● **Task goal**: Shift every box corner coordinate in the answers of the records below by adding 117 to each number, and write all the lines out again, requests included. Leave the pictures out.
=======
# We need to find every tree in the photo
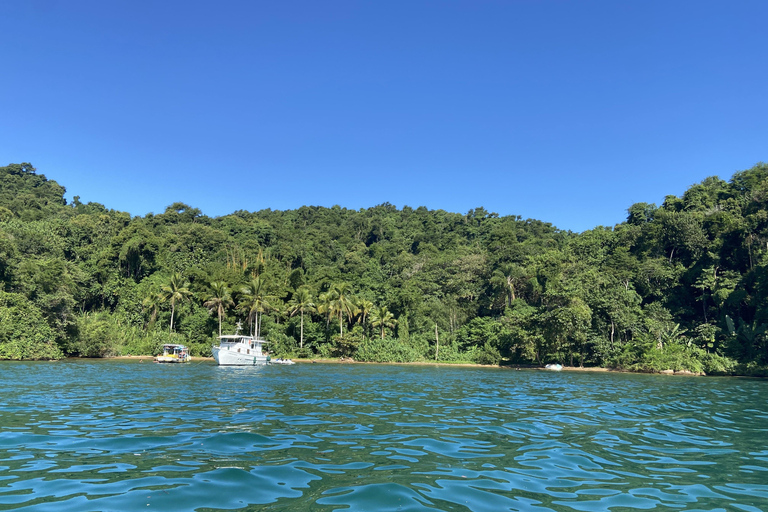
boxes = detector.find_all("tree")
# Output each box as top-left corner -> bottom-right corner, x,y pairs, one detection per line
203,281 -> 234,336
371,306 -> 397,339
355,297 -> 373,338
237,275 -> 270,338
330,283 -> 355,336
289,286 -> 315,348
160,272 -> 192,332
=======
● **Full solution**:
# We need to find every tree in the photo
boxes = detector.find_all("tree")
# Output each box as top-left corner -> bottom-right corner, x,y pairs, one detection per line
320,398 -> 351,453
488,423 -> 514,456
472,414 -> 490,455
354,392 -> 387,455
447,400 -> 472,453
406,403 -> 432,465
277,389 -> 309,449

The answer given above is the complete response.